_What to produce_:
Take the records underneath and set them down exactly.

_Given information_:
◇ ◇ ◇ ◇ ◇ ◇ ◇
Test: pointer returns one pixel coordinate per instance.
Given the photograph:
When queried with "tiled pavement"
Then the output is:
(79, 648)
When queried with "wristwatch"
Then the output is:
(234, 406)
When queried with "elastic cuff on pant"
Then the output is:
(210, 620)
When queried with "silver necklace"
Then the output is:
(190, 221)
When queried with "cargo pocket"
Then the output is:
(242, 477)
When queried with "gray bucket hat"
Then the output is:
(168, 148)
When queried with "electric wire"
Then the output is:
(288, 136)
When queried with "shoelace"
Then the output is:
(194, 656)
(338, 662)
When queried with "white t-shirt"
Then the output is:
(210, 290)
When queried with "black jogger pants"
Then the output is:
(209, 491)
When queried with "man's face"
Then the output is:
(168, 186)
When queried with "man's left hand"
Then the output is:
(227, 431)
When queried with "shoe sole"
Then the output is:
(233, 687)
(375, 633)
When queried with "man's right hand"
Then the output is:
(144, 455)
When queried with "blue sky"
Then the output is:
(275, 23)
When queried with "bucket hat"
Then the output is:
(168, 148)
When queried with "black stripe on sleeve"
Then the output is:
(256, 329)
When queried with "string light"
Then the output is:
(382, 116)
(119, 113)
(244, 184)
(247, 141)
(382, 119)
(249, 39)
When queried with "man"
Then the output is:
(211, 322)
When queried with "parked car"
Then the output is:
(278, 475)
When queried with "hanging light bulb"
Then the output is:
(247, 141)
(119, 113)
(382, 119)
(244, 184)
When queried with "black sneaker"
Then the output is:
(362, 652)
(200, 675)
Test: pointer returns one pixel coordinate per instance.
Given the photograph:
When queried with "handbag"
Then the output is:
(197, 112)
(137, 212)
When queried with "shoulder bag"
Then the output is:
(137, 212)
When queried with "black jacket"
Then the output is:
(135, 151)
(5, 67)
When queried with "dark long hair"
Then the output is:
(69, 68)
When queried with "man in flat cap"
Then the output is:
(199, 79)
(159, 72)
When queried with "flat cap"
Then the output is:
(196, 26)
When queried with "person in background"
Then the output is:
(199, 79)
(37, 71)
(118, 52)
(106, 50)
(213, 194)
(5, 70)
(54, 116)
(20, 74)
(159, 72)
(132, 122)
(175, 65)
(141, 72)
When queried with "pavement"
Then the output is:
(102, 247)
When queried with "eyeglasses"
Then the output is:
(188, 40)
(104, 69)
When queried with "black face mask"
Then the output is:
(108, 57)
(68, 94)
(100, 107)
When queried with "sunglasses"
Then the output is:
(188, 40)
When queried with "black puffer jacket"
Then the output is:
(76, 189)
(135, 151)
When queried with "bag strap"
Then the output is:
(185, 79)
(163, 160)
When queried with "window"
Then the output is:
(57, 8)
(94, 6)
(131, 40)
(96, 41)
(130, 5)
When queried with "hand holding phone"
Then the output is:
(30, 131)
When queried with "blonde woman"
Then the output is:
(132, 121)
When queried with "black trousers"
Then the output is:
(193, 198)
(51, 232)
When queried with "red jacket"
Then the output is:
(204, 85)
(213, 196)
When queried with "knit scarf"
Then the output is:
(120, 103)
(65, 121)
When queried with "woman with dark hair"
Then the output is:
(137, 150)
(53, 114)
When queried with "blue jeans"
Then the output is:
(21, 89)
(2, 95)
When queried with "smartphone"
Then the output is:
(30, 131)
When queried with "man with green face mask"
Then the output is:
◇ ◇ ◇ ◇ ◇ ◇ ◇
_Exercise solution_:
Test: pointer returns one pixel coordinate per instance.
Given the photograph:
When queried with "tiled pavement"
Then the output is:
(79, 648)
When queried with "wristwatch"
Then the output is:
(234, 406)
When queried with "elastic cuff on pant"
Then the output is:
(210, 620)
When queried with "silver necklace"
Then the output is:
(190, 221)
When queried with "cargo pocket"
Then the output is:
(242, 477)
When queried with "gray bucket hat"
Then the output is:
(168, 148)
When queried with "electric wire"
Then the output is:
(288, 136)
When queried with "shoelace"
Then the output is:
(194, 656)
(338, 662)
When queried with "white t-shirt"
Then the output is:
(210, 290)
When queried with "black jogger pants"
Then the output is:
(209, 491)
When queried with "man's face"
Then the output is:
(168, 186)
When queried with "man's left hand"
Then the output is:
(227, 431)
When queried with "shoe sole"
Then the output is:
(233, 687)
(375, 633)
When queried with "man's right hand"
Then the output is:
(144, 455)
When queried with "blue sky"
Then the output is:
(275, 23)
When queried with "bucket hat"
Then the output is:
(168, 148)
When queried with "black stripe on sleeve"
Then the output is:
(256, 329)
When queried with "string light"
Then the output is:
(382, 116)
(119, 113)
(244, 184)
(247, 141)
(382, 119)
(249, 39)
When queried with "man"
Then the output is:
(211, 322)
When queried with "parked car"
Then the output is:
(278, 475)
When queried with "hanging light bulb"
Then the output is:
(247, 141)
(119, 113)
(382, 119)
(244, 184)
When queried with "black sneaker"
Then the output is:
(362, 652)
(200, 675)
Test: pointer returns one pixel coordinate per instance.
Given the photograph:
When queried with "handbag"
Then the output is:
(197, 112)
(137, 212)
When queried with "shoulder bag"
Then the output is:
(137, 212)
When queried with "black jacket"
Then the output is:
(135, 151)
(5, 67)
When queried with "dark long hair"
Then the output is:
(69, 68)
When queried with "man in flat cap"
Then the output is:
(199, 79)
(159, 72)
When queried with "flat cap"
Then the output is:
(196, 26)
When queried with "person in background"
Then the output is:
(199, 79)
(37, 71)
(118, 52)
(106, 50)
(213, 194)
(5, 70)
(54, 116)
(20, 74)
(159, 72)
(132, 122)
(175, 65)
(141, 72)
When queried with "pavement"
Then the output is:
(102, 247)
When queried with "eyeglasses"
Then the output is:
(188, 40)
(104, 69)
When queried with "black face mask"
Then the output is:
(108, 57)
(68, 94)
(100, 107)
When queried with "sunglasses"
Then the output is:
(188, 40)
When queried with "black puffer jacket"
Then the output is:
(76, 189)
(135, 151)
When queried with "bag strap"
Then the output is:
(185, 79)
(163, 160)
When queried with "window"
Then the output is:
(57, 8)
(94, 6)
(131, 40)
(96, 41)
(130, 5)
When queried with "hand holding phone"
Then the output is:
(30, 131)
When queried with "blonde woman"
Then the output is:
(132, 121)
When queried with "black trousers"
Then the output is:
(193, 198)
(51, 232)
When queried with "red jacket"
Then the output is:
(204, 85)
(213, 196)
When queried with "knit scarf"
Then the output is:
(120, 103)
(65, 121)
When queried with "woman with dark hair"
Then the output is:
(137, 150)
(53, 114)
When queried with "blue jeans"
Then the output is:
(21, 89)
(2, 95)
When queried with "smartphone"
Then the output is:
(30, 131)
When queried with "man with green face mask"
Then the output is:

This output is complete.